What you should do ->
Filter the data below, keeping only the lines that contain the word "water". Copy each such line unchanged.

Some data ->

# # # #

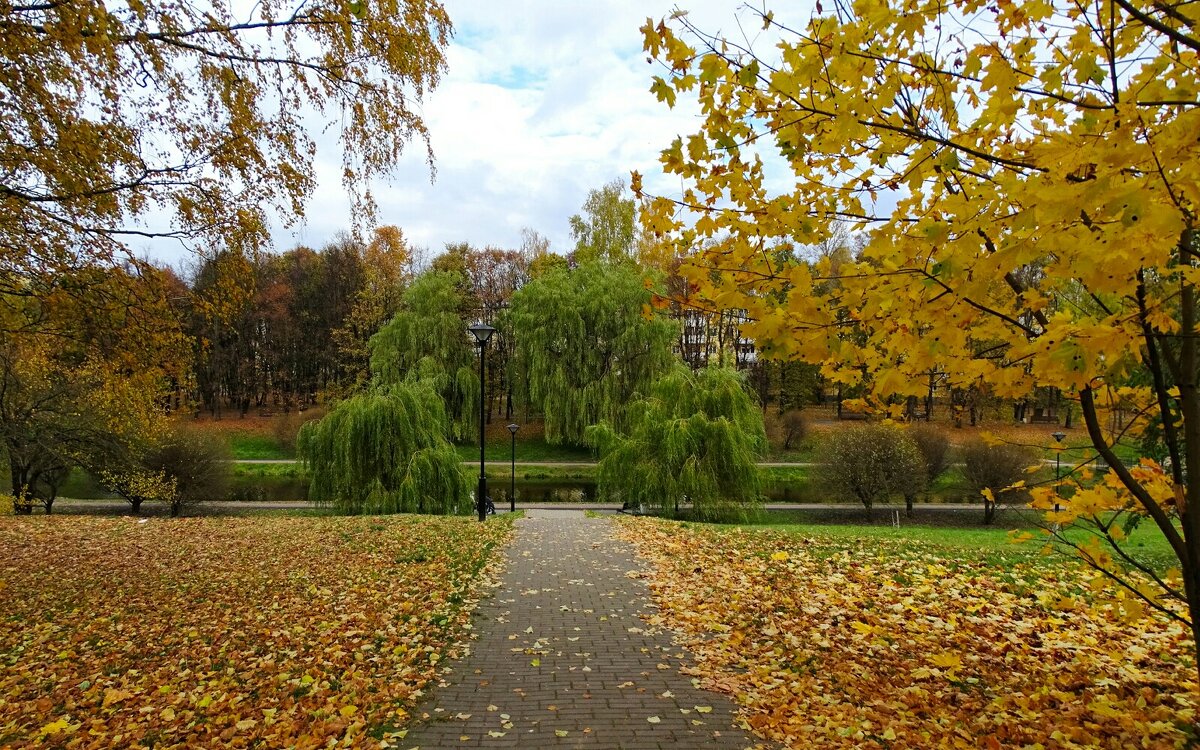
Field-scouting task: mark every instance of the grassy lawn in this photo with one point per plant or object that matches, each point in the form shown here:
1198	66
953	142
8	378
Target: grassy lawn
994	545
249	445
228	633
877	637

# # # #

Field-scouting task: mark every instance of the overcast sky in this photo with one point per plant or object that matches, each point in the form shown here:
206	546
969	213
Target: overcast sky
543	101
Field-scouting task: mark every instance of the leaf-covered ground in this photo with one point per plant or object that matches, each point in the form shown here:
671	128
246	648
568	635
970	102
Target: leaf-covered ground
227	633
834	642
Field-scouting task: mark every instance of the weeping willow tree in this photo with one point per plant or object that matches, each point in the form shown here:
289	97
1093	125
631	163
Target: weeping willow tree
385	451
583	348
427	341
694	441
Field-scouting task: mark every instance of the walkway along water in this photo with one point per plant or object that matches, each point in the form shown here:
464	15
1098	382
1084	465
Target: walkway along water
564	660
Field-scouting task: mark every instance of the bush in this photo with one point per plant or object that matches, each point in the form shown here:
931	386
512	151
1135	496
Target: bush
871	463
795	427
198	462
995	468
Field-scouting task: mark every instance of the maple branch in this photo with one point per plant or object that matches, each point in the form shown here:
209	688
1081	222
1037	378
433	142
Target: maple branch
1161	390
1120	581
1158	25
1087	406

# # # #

Expected answer ->
Field-scouting task: mark every instance of the walkway along water in this photo with one point per plant or object that matches, each point in the form shown here:
Target: walkway along water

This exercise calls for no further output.